* [Brief A]:
Decide whether each of these statements agrees with the RAID thread below, answering yes or no for each and quoting the exact words of the thread that settle it. (i) Linux MD can restrict syncing to a changed part of the disk. (ii) One poster considers RAID excessive for home use. (iii) RAID is described as hard to reason about.

* [Selection]:
----
The results vary between annoying (need to restore / “resilver” and have no redundancy until it’s done; massively increased risk of data loss while doing so due to heavy IO load without redundancy and pointless loss of the redundancy that already exists) to catastrophic (outright corruption). The corollary is that RAID invariably works poorly with disks connected over using an interface that enumerates slowly or unreliably.
Yet most competent active-active database systems have no problems with this scenario!
I would love to see a RAID system that thinks of disks as nodes, properly elects leaders, and can efficiently fast-forward a disk that’s behind. A pile of USB-connected drives would work perfectly, would come up when a quorum was reached, and would behave correctly when only a varying subset of disks is available. Bonus points for also being able to run an array that spans multiple computers efficiently, but that would just be icing on the cake.
I'm not sure what you expect?
RAID1 is a simple data copy, you made sure to make both disks contain different data. So there's two outcomes possible: either the system notices this and copies A to B or B to A to reestablish the redundancy, or it fails to notice and you get corruption.
Linux MD allows for partial sync with the bitmap. If the system knows something in the first 5% of the disk changed, it can limit itself to only syncing that 5%.
> Yet most competent active-active database systems have no problems with this scenario!
Because they're not RAID. The whole point of RAID is that it's extremely simple. This means it's a brute force method with some downsides, but in exchange it's extremely easy to reason about.
RAID is overkill for home use. It also does not solve backups and snapshots. I use one way syncthing with unlimited history, plus usb-sata adapter.
----
* [Records for this task]:
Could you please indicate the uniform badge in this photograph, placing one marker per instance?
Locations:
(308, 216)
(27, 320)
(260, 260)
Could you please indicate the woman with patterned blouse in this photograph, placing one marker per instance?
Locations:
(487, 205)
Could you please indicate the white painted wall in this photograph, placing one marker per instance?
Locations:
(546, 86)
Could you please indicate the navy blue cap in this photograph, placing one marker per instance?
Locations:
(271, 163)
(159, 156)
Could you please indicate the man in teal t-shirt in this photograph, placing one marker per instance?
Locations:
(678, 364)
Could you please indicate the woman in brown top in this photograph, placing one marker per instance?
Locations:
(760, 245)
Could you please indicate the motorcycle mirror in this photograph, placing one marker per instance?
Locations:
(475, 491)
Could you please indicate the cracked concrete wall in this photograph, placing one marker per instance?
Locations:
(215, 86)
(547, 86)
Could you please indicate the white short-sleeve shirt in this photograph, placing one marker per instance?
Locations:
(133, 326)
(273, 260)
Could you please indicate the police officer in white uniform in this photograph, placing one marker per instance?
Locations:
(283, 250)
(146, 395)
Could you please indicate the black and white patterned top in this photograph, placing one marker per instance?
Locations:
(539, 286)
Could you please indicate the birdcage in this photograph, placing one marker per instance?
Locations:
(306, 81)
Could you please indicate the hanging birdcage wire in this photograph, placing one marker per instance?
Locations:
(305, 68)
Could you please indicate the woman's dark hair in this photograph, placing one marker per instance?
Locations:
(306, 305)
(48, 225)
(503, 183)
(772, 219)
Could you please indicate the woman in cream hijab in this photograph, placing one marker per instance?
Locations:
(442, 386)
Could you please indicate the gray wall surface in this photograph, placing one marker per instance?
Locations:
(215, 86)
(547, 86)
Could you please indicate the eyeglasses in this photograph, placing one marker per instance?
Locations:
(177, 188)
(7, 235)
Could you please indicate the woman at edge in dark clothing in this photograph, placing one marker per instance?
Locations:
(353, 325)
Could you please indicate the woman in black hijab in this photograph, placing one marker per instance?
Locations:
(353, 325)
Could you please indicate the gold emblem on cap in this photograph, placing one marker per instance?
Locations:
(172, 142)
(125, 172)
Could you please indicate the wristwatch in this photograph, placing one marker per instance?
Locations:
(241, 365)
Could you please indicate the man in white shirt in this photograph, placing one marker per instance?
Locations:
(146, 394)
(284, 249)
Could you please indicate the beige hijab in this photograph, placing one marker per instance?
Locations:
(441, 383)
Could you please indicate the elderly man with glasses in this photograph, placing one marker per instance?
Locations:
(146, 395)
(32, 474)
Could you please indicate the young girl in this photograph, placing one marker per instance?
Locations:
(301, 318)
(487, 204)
----
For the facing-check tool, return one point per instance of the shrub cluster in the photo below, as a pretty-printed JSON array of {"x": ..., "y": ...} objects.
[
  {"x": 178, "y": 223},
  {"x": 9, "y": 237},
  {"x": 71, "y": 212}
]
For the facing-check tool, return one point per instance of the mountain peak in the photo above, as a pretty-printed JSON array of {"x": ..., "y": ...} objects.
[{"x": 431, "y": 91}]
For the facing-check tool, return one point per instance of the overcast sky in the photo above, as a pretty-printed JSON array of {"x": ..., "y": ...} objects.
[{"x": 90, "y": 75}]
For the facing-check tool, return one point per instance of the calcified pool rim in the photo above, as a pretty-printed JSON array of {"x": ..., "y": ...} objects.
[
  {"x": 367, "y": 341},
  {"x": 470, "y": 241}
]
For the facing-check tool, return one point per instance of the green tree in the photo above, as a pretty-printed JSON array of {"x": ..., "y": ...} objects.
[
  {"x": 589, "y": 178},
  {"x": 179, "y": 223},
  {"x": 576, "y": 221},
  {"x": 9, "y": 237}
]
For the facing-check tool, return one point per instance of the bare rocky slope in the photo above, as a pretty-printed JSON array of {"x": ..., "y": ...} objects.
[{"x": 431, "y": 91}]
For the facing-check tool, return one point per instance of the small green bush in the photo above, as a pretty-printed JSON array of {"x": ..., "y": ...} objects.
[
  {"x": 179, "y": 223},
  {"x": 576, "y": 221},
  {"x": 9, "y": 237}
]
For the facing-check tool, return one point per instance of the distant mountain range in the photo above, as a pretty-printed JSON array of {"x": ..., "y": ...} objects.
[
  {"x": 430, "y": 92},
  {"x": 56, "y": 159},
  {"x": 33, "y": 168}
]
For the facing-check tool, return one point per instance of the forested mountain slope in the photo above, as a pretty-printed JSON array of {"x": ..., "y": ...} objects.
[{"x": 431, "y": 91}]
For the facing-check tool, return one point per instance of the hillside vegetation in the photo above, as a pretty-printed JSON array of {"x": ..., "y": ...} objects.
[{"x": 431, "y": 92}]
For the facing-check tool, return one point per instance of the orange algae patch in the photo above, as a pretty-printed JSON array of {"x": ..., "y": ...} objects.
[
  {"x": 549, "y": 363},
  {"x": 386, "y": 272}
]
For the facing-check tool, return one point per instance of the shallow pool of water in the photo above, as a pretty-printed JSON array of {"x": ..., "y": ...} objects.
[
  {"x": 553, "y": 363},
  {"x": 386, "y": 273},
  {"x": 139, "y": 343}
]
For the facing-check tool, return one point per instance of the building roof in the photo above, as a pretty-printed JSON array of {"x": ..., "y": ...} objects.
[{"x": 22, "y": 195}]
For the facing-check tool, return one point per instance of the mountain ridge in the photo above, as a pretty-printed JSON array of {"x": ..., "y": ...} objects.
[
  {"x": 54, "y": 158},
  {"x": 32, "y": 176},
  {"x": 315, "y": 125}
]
----
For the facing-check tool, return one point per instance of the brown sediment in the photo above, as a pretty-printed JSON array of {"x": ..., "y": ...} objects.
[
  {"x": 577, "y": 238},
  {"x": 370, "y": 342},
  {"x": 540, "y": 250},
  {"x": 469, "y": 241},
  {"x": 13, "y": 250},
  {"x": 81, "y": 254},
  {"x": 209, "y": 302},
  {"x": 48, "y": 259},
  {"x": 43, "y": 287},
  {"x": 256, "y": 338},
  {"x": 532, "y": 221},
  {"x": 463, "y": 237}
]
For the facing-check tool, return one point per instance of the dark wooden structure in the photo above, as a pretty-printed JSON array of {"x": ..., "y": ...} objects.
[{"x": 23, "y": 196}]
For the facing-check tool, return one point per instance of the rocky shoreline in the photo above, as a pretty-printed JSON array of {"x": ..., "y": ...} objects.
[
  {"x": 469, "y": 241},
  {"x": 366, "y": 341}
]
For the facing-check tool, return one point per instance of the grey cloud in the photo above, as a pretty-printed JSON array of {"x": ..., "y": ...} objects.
----
* [Brief B]:
Tally the lines of the records above that contain the string "patterned", and reply with the number only.

* [Written reply A]:
(i) Yes: "Linux MD allows for partial sync with the bitmap. If the system knows something in the first 5% of the disk changed, it can limit itself to only syncing that 5%."
(ii) Yes: "RAID is overkill for home use."
(iii) No: "in exchange it's extremely easy to reason about."

* [Written reply B]:
2